### RECORDS FOR PROCESSING
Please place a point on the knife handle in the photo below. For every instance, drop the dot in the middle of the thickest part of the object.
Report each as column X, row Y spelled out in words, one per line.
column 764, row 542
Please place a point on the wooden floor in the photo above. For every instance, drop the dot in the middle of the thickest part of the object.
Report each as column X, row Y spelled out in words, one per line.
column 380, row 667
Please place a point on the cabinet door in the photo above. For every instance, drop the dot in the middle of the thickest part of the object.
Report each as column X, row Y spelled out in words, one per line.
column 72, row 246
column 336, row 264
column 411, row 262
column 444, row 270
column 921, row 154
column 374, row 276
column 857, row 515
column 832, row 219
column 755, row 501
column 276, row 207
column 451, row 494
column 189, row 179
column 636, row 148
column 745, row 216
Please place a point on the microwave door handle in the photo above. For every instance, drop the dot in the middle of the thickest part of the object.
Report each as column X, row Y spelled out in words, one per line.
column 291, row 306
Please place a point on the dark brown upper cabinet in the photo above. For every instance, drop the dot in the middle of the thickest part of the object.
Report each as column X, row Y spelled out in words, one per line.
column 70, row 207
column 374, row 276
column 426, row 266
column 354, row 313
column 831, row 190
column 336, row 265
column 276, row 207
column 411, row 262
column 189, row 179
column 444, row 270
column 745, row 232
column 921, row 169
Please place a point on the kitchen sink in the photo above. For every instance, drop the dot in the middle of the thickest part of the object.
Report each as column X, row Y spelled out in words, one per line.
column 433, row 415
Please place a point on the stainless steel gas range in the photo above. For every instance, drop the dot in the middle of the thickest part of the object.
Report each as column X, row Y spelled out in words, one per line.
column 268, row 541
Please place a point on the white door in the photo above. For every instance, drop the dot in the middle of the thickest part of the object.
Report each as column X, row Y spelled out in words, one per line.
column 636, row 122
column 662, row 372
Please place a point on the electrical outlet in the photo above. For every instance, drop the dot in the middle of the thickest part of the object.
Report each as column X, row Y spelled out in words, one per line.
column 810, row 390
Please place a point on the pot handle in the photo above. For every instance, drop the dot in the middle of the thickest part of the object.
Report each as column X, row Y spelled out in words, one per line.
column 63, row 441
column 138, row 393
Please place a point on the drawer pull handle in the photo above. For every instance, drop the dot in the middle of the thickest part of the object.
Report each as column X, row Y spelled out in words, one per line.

### ACTIVITY
Transcribe each entry. Leave nothing out.

### RESPONSE
Please place a point on the knife handle in the photo below. For every instance, drop the dot in the middle of the thickest part of the object.
Report each as column X, row Y spelled out in words, one per line.
column 764, row 542
Please place a point on the wooden floor in the photo above. For every instance, drop the dot in the middle of the thickest part of the object.
Report each as column X, row Y spelled out in words, one per line.
column 380, row 667
Please place a point on the cabinet door in the photo above. For every instance, drop the dot in the middle of the thickest part of the object.
Report each as column X, row Y spelled out in words, one per line.
column 72, row 246
column 336, row 264
column 411, row 262
column 444, row 270
column 921, row 154
column 374, row 276
column 857, row 515
column 832, row 219
column 755, row 501
column 276, row 207
column 451, row 494
column 189, row 179
column 636, row 148
column 745, row 216
Please place a point on the microwave door handle in the photo above. For every instance, drop the dot in the middle of the thickest part of the object.
Report each as column X, row Y spelled out in words, one per line.
column 291, row 306
Please place a point on the dark brown upper cabinet in the photo above. For every instance, drop the dot in the middle of the thickest part of the object.
Report each as column X, row Y spelled out in words, one per line.
column 70, row 207
column 374, row 276
column 426, row 266
column 354, row 313
column 831, row 190
column 336, row 265
column 276, row 207
column 411, row 262
column 189, row 179
column 444, row 270
column 745, row 232
column 921, row 169
Please place a point on the kitchen sink in the photo above. For every instance, drop the dot in the middle of the thickest part of the object.
Report each as column X, row Y spelled out in words, one per line.
column 433, row 415
Please place a point on the stainless steel gas range in the photo above. For every instance, drop the dot in the middle of the thickest part of the object.
Report each as column X, row Y spelled out in words, one per line.
column 268, row 541
Please place a point on the white door in the photo above. For every instance, drop the dot in the middle of the thickest part of the object.
Report each as column X, row Y spelled out in words, one per line.
column 636, row 122
column 662, row 372
Please place a point on the electrical outlet in the photo above. For every instance, drop the dot in the middle of the thickest part of the object.
Report each as column X, row Y spelled out in words, one per line.
column 810, row 390
Please place a point on the pot handle in the photo above. For every instance, drop the dot in the middle of the thickest part of the object.
Report each as column X, row Y spelled out in words, one per line.
column 63, row 441
column 138, row 393
Please place a point on the drawer pull handle in the photo above. For every instance, drop the dot in the middle of the thickest part of the object.
Report each as column X, row Y spelled out in words, one per line.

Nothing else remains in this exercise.